- SEITENAUSZUG:
Lachen bedeutet jedoch nicht auslachen. Im Gegensatz zu den früheren, ideologisch motivierten Versuchen, aus Ulrike Meinhof so etwas wie eine Heilige zu machen und Baader als Zuhälter einer Mädchengang zu stilisieren, lässt dieser Film die Protagonisten als widersprüchliche Individuen erscheinen. Die damalige Lust an der Revolte wird nicht verschämt weggedrückt, ohne sie wäre ja auch sonst wenig in der Bundesrepublik passiert, von dem wir heute alle profitieren. Der Weg, so eine der Botschaften dieses Films, aus Pop und Rebellion führte eben nicht schnurstracks in die RAF und den bewaffneten Untergrund.

Bleibtreu spielt einen wilden, schnelle Autos liebenden, aber auch leidenschaftlichen und witzigen Baader, was der Sache wohl ziemlich nahe kommt. Warum diese mackerhafte Aufsässigkeit nicht harmlos blieb und Aktionismus und Draufgängertum zur besinnungslosen Bomberei führte, dafür liefert der Film immer wieder Hinweise.

Das Tempo, das der Film dabei einschlägt, die Rasanz der Szenen, Schauplatz- und Schusswechsel entspricht der damals so beschleunigten Entwicklung. Der Film zeigt, wie eine bürgerliche Ulrike Meinhof, sich von der Renitenz und Ausstrahlung einer Gudrun Ensslin und Andreas Baaders angezogen fühlt und später der Entwicklung nicht gewachsen ist.

- AUFGABENSTELLUNG:
Wie lautet die Passage der Filmbesprechung von „Lachen bedeutet jedoch“ bis einschließlich „den bewaffneten Untergrund.“? Gib sie wortwörtlich wieder.

- BEREITGESTELLTE ANGABEN:
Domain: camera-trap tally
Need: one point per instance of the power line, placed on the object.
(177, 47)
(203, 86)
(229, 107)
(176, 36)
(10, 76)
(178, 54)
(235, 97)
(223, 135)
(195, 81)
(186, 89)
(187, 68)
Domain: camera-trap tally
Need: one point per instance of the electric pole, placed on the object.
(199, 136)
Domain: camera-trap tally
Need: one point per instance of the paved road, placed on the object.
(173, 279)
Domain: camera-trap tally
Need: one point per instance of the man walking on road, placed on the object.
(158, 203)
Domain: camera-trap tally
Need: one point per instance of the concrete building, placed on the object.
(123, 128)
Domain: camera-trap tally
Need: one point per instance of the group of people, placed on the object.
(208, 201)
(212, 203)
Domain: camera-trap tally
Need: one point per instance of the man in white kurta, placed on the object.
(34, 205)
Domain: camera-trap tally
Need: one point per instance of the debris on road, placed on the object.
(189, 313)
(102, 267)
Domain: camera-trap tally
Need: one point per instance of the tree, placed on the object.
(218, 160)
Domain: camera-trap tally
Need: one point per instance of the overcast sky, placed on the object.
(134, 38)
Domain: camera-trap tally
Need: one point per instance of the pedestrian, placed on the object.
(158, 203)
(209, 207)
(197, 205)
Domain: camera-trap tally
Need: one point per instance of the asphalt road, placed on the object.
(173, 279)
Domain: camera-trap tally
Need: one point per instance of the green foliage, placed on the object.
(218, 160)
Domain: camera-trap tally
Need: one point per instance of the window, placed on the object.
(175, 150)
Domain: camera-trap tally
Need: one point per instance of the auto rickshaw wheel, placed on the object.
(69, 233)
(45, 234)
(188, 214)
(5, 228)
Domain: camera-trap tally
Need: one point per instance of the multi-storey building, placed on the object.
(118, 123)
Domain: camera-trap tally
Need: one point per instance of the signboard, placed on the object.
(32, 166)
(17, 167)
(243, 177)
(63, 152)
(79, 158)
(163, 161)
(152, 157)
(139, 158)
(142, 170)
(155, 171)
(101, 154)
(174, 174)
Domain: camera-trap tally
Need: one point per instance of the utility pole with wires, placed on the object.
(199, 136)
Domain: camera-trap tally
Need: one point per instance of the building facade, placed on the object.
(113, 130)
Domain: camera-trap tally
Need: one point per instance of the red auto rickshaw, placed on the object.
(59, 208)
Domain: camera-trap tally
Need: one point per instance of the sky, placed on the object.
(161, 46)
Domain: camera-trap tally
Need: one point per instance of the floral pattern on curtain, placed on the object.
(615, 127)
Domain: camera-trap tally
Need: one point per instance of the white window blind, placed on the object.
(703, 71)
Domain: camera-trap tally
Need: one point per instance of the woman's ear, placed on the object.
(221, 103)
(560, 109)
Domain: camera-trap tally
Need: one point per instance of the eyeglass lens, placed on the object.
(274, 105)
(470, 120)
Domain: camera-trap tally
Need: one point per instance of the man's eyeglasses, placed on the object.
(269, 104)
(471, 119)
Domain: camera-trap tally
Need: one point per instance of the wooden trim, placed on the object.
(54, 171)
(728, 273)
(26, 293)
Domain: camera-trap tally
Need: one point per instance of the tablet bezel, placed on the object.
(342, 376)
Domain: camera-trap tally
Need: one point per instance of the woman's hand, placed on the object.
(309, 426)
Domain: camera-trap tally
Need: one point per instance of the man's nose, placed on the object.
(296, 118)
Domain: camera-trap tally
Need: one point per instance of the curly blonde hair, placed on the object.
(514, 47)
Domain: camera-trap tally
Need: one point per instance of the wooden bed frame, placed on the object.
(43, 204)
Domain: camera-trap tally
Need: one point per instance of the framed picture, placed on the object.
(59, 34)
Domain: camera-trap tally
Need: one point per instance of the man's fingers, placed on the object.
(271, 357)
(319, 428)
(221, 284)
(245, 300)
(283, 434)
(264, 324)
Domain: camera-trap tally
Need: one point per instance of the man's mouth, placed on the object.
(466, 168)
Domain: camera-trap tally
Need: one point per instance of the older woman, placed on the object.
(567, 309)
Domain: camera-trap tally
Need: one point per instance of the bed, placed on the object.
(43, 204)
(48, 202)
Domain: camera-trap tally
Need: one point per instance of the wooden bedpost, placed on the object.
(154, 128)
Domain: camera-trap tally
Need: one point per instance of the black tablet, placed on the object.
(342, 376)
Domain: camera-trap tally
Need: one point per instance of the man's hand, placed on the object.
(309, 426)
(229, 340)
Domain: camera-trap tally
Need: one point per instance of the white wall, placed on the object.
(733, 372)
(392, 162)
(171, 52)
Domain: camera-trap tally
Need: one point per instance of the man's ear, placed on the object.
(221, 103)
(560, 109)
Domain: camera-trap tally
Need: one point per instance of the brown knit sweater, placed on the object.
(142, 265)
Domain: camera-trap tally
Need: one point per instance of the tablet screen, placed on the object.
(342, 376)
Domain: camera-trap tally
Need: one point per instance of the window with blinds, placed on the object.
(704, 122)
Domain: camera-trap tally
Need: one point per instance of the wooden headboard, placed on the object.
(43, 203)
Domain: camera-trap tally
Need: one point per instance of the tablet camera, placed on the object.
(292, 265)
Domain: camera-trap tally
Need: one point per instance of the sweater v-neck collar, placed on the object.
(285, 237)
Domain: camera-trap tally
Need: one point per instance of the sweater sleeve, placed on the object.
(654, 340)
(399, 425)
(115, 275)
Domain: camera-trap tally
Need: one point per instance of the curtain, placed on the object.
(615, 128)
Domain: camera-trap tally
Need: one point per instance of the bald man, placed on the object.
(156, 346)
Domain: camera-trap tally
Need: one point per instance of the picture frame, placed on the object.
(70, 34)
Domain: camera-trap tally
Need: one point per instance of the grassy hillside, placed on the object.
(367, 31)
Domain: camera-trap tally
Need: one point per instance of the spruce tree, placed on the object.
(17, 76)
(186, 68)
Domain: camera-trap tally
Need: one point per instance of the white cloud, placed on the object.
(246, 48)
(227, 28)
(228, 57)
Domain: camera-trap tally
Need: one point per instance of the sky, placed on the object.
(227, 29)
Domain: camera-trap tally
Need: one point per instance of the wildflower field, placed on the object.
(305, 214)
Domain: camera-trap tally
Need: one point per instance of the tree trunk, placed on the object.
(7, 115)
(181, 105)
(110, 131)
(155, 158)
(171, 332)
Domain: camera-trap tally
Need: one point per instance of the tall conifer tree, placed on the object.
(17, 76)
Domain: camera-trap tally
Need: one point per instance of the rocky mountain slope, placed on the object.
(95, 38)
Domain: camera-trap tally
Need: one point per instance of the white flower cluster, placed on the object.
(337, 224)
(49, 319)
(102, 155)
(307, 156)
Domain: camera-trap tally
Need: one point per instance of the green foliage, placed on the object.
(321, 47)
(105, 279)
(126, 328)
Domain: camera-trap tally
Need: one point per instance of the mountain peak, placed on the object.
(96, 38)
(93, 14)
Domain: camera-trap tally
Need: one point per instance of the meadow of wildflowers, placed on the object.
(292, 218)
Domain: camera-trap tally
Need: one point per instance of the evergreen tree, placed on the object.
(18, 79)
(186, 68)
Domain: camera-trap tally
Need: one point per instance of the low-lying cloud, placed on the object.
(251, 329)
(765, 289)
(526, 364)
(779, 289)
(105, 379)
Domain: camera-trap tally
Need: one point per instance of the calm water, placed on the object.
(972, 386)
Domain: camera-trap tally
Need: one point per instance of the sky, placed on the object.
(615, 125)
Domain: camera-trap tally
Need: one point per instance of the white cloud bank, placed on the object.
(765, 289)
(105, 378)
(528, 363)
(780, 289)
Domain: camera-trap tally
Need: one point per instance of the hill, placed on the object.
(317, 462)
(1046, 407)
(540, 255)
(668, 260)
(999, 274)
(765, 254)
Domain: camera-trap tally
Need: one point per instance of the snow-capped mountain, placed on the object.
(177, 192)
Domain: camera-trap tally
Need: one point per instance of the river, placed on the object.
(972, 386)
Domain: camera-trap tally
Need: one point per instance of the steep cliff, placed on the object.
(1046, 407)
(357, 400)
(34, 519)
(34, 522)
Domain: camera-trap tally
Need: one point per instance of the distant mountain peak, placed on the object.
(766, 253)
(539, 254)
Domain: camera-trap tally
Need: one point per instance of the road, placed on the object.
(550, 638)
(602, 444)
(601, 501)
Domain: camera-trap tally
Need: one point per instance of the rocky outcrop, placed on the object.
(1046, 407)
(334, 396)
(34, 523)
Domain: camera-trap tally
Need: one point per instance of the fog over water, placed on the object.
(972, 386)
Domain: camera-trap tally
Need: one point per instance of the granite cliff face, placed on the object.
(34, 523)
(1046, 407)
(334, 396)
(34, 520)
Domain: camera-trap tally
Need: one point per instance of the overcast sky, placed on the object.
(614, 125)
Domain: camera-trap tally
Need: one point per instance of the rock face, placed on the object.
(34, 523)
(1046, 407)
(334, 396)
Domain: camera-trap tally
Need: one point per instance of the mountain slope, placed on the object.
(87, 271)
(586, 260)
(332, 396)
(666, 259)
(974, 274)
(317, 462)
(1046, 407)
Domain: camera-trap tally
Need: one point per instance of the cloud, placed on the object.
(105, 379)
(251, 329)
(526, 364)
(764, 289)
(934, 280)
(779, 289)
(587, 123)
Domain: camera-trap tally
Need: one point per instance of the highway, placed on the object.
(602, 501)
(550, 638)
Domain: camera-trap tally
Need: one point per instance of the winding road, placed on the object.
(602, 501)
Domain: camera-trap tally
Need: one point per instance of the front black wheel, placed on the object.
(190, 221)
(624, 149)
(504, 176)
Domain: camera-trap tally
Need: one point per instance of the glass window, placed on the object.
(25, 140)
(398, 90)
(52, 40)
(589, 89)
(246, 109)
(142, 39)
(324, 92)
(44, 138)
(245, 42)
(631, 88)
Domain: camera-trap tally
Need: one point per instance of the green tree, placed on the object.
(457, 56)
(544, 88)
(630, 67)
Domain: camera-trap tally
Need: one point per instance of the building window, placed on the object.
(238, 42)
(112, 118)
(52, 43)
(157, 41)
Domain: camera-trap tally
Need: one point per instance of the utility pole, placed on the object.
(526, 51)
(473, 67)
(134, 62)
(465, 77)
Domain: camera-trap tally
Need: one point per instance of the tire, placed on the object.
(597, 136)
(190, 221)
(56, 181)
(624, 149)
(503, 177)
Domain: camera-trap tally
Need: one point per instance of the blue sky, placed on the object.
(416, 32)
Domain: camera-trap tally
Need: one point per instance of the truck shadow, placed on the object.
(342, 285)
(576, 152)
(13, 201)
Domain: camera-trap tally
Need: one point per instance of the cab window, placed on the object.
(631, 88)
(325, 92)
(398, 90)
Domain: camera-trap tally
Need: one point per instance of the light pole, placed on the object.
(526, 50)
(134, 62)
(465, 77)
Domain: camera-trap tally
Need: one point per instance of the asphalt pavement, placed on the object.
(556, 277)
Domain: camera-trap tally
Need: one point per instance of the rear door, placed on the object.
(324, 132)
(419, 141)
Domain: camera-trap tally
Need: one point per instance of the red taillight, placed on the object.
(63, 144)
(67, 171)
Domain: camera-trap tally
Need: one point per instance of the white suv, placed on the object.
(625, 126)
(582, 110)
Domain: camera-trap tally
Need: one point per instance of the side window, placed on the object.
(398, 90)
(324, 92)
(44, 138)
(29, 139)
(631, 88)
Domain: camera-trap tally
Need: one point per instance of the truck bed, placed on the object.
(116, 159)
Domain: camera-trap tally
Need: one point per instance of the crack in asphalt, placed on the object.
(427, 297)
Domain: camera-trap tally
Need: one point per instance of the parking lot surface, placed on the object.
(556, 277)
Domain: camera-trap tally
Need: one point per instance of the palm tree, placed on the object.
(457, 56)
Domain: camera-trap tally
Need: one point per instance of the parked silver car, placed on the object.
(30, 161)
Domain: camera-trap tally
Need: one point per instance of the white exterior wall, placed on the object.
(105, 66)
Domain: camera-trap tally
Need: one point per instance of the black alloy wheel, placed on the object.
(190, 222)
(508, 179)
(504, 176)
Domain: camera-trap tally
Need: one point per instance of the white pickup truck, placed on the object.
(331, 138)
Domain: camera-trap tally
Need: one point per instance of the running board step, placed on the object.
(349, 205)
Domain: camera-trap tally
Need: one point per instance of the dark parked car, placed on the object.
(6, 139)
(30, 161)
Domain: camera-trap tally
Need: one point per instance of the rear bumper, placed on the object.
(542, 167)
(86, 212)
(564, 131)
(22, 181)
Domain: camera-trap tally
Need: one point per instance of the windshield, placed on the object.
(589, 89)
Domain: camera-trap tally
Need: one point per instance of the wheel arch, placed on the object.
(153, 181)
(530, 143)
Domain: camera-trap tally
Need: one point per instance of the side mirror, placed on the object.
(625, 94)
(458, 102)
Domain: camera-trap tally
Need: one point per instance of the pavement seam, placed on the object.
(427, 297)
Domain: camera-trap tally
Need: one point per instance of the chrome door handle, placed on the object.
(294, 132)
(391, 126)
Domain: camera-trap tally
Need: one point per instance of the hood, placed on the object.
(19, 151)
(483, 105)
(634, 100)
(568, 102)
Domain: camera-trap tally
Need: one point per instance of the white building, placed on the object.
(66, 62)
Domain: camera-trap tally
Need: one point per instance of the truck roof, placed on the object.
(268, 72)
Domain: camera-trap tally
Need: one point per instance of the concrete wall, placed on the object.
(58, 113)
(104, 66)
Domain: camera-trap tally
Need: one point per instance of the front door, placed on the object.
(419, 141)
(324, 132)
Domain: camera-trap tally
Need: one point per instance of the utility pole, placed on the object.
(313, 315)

- AUSGABE:
Lachen bedeutet jedoch nicht auslachen. Im Gegensatz zu den früheren, ideologisch motivierten Versuchen, aus Ulrike Meinhof so etwas wie eine Heilige zu machen und Baader als Zuhälter einer Mädchengang zu stilisieren, lässt dieser Film die Protagonisten als widersprüchliche Individuen erscheinen. Die damalige Lust an der Revolte wird nicht verschämt weggedrückt, ohne sie wäre ja auch sonst wenig in der Bundesrepublik passiert, von dem wir heute alle profitieren. Der Weg, so eine der Botschaften dieses Films, aus Pop und Rebellion führte eben nicht schnurstracks in die RAF und den bewaffneten Untergrund.